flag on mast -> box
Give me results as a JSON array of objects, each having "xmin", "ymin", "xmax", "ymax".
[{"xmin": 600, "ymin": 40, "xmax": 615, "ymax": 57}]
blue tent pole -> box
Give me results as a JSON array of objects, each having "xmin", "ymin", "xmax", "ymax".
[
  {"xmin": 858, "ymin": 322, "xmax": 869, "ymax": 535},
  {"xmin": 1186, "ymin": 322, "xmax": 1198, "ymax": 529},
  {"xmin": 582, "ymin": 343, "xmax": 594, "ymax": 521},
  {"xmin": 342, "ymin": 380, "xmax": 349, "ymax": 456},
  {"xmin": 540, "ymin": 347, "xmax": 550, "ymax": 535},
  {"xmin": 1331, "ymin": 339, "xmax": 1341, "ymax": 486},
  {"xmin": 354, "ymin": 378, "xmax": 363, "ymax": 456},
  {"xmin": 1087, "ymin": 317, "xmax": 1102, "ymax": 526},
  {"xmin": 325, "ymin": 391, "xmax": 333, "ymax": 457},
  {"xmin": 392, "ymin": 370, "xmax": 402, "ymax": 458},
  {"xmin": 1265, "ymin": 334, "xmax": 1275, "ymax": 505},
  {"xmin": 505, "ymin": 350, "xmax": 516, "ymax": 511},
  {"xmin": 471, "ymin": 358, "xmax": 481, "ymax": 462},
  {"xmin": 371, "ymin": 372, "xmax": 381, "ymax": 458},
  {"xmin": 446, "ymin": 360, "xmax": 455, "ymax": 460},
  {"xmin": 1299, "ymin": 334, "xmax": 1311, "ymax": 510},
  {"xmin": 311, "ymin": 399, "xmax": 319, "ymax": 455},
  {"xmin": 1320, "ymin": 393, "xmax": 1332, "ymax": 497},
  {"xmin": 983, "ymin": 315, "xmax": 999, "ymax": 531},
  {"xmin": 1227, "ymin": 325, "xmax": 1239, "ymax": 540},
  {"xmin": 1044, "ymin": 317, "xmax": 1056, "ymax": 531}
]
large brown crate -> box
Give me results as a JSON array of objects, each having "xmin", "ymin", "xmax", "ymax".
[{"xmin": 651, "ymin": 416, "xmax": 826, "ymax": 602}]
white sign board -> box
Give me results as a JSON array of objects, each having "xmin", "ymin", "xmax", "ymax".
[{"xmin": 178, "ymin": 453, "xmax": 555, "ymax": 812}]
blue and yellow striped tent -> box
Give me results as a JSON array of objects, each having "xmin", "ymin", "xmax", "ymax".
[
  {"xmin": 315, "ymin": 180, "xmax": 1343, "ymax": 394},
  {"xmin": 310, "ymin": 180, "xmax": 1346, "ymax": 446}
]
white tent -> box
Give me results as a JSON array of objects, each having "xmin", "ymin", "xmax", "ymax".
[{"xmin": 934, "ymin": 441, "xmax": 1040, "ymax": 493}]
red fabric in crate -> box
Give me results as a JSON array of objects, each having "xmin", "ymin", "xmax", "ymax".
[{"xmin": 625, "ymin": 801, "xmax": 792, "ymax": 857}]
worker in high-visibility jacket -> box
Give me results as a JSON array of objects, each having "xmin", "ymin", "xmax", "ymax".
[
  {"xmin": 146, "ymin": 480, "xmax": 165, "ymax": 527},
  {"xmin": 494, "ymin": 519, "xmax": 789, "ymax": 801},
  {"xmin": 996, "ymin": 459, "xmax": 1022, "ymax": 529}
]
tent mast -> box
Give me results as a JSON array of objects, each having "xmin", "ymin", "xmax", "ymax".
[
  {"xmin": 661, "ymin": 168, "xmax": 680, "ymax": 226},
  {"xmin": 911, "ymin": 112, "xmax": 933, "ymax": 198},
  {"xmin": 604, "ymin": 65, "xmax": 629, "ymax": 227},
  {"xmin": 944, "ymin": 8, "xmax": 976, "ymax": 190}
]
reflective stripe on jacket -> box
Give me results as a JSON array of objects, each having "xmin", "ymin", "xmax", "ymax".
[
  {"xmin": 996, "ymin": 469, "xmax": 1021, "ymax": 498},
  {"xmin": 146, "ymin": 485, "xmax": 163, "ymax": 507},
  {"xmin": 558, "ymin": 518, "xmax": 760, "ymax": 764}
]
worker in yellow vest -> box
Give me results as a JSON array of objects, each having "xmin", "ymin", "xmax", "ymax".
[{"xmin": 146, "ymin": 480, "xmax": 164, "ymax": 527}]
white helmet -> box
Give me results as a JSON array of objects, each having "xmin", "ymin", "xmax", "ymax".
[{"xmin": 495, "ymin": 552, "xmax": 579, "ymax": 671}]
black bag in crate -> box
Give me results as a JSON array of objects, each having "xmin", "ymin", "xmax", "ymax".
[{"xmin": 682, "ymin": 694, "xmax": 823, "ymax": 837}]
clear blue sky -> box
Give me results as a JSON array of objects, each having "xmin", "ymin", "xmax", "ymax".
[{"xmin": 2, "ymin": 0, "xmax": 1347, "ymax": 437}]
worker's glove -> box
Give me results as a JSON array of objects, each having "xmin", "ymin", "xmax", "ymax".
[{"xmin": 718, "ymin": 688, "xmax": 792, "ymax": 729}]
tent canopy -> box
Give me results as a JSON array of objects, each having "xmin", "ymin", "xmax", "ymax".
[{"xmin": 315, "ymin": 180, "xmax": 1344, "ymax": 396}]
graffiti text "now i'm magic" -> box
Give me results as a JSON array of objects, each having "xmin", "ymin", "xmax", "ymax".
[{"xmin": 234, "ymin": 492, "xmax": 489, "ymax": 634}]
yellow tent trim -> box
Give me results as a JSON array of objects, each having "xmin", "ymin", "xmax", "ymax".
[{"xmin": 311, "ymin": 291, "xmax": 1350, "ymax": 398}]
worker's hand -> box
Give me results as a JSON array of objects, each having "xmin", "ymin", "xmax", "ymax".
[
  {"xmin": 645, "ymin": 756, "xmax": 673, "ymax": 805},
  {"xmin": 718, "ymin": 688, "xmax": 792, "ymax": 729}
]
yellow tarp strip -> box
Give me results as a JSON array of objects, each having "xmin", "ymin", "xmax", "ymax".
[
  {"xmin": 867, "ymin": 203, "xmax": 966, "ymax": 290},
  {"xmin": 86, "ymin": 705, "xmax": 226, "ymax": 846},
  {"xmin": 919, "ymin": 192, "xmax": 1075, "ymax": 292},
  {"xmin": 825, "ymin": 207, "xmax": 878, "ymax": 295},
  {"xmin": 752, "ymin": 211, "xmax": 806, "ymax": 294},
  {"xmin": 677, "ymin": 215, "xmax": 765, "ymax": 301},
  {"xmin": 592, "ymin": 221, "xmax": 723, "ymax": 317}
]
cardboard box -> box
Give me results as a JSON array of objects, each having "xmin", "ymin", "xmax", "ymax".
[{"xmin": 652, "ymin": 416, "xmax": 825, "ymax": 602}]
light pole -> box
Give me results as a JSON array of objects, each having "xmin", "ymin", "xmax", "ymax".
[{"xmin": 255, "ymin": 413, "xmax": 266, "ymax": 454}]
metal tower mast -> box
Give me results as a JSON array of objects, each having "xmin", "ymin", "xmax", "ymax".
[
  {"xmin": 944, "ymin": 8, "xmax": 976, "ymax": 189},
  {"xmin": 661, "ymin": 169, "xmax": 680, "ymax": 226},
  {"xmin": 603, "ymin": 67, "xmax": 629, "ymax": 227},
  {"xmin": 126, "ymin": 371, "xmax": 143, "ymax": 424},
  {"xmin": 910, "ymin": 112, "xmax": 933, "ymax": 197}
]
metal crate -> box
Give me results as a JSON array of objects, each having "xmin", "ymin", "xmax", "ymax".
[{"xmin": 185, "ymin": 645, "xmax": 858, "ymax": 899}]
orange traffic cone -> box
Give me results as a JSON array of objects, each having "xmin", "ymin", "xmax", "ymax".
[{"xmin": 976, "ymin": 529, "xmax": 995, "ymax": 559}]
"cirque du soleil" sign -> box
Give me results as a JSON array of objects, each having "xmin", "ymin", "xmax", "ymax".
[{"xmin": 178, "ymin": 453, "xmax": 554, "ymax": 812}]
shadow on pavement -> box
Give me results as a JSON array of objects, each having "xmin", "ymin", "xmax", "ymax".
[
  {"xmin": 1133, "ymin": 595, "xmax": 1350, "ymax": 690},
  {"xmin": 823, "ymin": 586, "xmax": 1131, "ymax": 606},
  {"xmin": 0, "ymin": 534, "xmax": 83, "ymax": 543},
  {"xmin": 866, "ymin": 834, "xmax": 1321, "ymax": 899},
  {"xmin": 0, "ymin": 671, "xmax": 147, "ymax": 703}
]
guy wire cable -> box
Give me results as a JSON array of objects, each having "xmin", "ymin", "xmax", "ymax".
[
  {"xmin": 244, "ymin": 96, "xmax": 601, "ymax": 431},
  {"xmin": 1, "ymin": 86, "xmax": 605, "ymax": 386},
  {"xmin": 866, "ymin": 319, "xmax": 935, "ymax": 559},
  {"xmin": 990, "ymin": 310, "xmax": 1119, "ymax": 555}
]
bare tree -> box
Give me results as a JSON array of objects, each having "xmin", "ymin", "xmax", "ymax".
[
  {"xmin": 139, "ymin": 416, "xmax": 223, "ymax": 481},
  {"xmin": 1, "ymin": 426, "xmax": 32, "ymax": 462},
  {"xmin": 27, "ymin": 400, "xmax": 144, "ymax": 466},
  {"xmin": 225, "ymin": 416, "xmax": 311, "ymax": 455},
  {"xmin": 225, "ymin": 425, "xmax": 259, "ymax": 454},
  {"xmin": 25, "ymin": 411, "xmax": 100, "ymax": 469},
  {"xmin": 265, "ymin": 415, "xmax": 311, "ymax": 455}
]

-=-=-=-=-

Assignment => For each line of the material that contains the word "yellow", make a copy.

Answer section =>
blue and yellow striped tent -> box
worker in yellow vest -> box
yellow tent trim -> box
yellow tarp strip -> box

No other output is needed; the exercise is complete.